> _Problem description_
Rewrite the Suva post between "Today I went" and "very different cultures.", inclusive, replacing "salad shooters" with "kitchen gadgets".

##### Supplied text

7.14.2007

Vinaka Vakalevu

I ate at McDonalds today. Yeah, that’s right. And I don’t care what you think. I had a cheeseburger meal. In America, McDonalds is all about exploiting the worker and getting you a product based on unsustainable, heinous business and agricultural practices. In Fiji, it is all about great jobs for responsible youth and taking pride in your product. My beef was organic. My fries, golden brown.

Sad to say but I did get sick afterwards. A fruit and vegetable diet is not friends with grease, not matter how quality.

There are public health warnings going out all over Suva. Sickness is rampant and the hospitals are advising everyone to take special precautions. Not Dengue Fever, not a malaria outbreak. Cold weather. With temperatures dipping into the … wait for it … 70’s, the public is being advised to “drink plenty of warm fluids” and to bundle up, as viral sickness from chill is on the rise. Maybe it’s true? I don’t feel sick. Or cold.

I’ll admit, it is too cold to use my pool. I am a pool snob. If the water isn’t boiling, I’m not getting in. I’ll dip my big toe, look down my nose through my dark sunglasses, and saunter off back to my lounge chair.

Today I went to the Suva Expo, something akin to a small town fair. Booths hawking salad shooters inside, rides for the kids outside, and plenty of street meat food. Bubbles the Clown even made an appearance. As I navigated my way through the packed aisles, avoiding the (shudder) Island Dress fashion show made up of 300 lb. island mamas, I noticed something rather peculiar. All of the ethnicities of Fiji were mingling, laughing, enjoying themselves in close quarters. The Chinese stall was next to the Indian stall was next to the Fijian stall, and they were all busy with mixed crowds. For a moment, it looked like Fiji was the poster-child country for peace and harmony amidst a very diverse population of very different cultures.

Violence against Indians has become a real problem in the past several years. One guy I know has been beat up at least four times, breaking his jaw, arm, and a few ribs. He states that when he sees a group of male Fijians coming towards him on the road, he crosses to the other side. If they cross the road, he runs. Strange, because he follows this comment with “I don’t want to leave Fiji, Fijians are nice”. It’s true, and completely bizarre, because individually, everyone is really very nice.

##########
##### Data shown

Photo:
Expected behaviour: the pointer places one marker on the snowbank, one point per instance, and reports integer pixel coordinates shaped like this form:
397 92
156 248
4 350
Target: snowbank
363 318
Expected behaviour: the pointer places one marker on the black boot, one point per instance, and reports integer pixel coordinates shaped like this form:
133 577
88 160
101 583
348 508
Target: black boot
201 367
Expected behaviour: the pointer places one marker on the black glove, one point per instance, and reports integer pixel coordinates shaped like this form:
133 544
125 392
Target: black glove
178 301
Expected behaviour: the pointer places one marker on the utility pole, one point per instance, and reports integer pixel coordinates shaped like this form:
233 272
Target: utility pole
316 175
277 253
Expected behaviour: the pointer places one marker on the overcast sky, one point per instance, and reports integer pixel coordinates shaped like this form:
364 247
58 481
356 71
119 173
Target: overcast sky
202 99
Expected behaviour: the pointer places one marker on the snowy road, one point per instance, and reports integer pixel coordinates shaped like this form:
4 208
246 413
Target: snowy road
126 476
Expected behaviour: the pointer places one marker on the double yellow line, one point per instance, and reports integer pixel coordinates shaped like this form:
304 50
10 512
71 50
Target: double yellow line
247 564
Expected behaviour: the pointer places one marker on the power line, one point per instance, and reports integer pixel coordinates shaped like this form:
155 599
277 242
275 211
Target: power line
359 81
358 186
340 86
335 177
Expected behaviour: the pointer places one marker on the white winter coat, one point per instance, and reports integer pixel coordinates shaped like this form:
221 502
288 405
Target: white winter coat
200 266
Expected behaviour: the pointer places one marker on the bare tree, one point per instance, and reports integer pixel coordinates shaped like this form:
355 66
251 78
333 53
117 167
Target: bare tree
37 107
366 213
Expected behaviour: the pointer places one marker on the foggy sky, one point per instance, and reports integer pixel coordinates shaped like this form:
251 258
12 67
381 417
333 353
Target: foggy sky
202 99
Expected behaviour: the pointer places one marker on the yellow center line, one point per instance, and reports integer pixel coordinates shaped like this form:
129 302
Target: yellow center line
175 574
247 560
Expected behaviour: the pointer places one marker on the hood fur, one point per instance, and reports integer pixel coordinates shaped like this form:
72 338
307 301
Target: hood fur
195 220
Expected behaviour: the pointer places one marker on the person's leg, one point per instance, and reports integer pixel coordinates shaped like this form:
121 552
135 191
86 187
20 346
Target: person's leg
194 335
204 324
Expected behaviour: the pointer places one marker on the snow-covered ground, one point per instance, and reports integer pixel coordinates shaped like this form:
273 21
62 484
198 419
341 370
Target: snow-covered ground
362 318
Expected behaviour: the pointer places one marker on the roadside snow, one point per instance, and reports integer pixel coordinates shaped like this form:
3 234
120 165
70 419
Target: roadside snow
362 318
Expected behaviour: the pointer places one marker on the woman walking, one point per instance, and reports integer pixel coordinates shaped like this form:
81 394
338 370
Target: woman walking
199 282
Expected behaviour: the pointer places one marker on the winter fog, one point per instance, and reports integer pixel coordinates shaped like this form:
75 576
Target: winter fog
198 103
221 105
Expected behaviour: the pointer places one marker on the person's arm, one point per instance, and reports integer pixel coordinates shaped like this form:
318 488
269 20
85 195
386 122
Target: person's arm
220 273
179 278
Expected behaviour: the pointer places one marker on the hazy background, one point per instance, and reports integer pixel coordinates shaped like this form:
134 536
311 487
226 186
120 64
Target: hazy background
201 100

##########
##### Data shown

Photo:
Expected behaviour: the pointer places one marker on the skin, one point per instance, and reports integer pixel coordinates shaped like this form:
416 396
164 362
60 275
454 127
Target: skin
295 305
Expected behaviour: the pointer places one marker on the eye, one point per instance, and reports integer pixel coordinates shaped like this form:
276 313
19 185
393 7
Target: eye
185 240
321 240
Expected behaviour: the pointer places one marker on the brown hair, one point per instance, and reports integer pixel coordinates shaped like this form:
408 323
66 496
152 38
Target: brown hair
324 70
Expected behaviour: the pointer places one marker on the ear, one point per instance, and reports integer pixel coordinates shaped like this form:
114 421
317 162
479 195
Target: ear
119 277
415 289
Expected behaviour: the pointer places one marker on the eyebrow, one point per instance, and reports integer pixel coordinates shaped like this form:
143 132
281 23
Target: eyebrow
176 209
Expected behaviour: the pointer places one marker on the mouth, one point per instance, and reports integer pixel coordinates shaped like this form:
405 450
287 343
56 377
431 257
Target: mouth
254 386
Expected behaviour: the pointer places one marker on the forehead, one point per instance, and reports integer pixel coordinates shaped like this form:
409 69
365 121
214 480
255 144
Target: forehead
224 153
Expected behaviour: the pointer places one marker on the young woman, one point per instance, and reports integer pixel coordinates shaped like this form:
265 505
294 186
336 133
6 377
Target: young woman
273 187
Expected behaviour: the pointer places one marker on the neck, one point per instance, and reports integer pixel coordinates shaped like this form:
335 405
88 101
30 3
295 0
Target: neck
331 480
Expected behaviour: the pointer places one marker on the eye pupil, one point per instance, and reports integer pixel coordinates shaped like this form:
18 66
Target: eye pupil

##########

> _Answer section_
Today I went to the Suva Expo, something akin to a small town fair. Booths hawking kitchen gadgets inside, rides for the kids outside, and plenty of street meat food. Bubbles the Clown even made an appearance. As I navigated my way through the packed aisles, avoiding the (shudder) Island Dress fashion show made up of 300 lb. island mamas, I noticed something rather peculiar. All of the ethnicities of Fiji were mingling, laughing, enjoying themselves in close quarters. The Chinese stall was next to the Indian stall was next to the Fijian stall, and they were all busy with mixed crowds. For a moment, it looked like Fiji was the poster-child country for peace and harmony amidst a very diverse population of very different cultures.